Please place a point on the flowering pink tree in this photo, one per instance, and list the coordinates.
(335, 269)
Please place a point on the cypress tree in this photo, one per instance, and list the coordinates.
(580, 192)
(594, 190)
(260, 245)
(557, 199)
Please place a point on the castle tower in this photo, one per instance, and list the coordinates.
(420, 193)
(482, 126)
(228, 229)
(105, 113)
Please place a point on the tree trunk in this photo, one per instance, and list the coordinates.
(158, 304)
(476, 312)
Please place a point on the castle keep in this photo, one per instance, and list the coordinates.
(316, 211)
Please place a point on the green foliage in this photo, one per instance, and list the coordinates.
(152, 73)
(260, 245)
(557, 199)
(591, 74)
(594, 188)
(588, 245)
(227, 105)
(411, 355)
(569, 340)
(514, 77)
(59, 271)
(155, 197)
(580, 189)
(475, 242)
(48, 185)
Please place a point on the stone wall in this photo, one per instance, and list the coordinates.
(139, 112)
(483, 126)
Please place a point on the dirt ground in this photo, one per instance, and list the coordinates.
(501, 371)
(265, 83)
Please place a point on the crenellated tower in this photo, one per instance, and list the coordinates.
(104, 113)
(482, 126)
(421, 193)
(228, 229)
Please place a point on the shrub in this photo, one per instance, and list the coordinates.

____________________

■ YOUR INSTRUCTIONS
Write the listing out again, exactly as shown above.

■ FINISHED EXERCISE
Please place a point on the flowering pink tree in this photo, one per instance, and list the coordinates.
(335, 269)
Please place a point on the cypress tree in this photo, one per instance, and list the coordinates.
(580, 192)
(594, 190)
(260, 245)
(557, 199)
Please place a point on the castle tower in this photo, one per instance, and list the coordinates.
(420, 193)
(482, 126)
(228, 229)
(105, 113)
Please place a point on the tree trunk in this photo, one per instance, and list the coordinates.
(158, 304)
(476, 312)
Please place a point on the castle keep in this photo, one per instance, and list the coordinates.
(316, 211)
Please place a point on the green foliage in this photo, one per instance, and list the coordinates.
(152, 73)
(260, 245)
(557, 199)
(591, 74)
(594, 188)
(588, 245)
(227, 105)
(411, 355)
(569, 340)
(514, 77)
(59, 271)
(155, 197)
(580, 189)
(475, 242)
(48, 185)
Please place a point on the stone wall in this photo, one per instance, and list the coordinates.
(139, 112)
(483, 126)
Please place a point on the dirt ground in this photo, one per instance, and list the coordinates.
(501, 371)
(265, 83)
Please place a point on the crenellated tower in this photo, one per instance, and list the coordinates.
(104, 113)
(482, 126)
(421, 193)
(228, 229)
Please place a point on the shrub in this photo, one per instance, and list the coordinates.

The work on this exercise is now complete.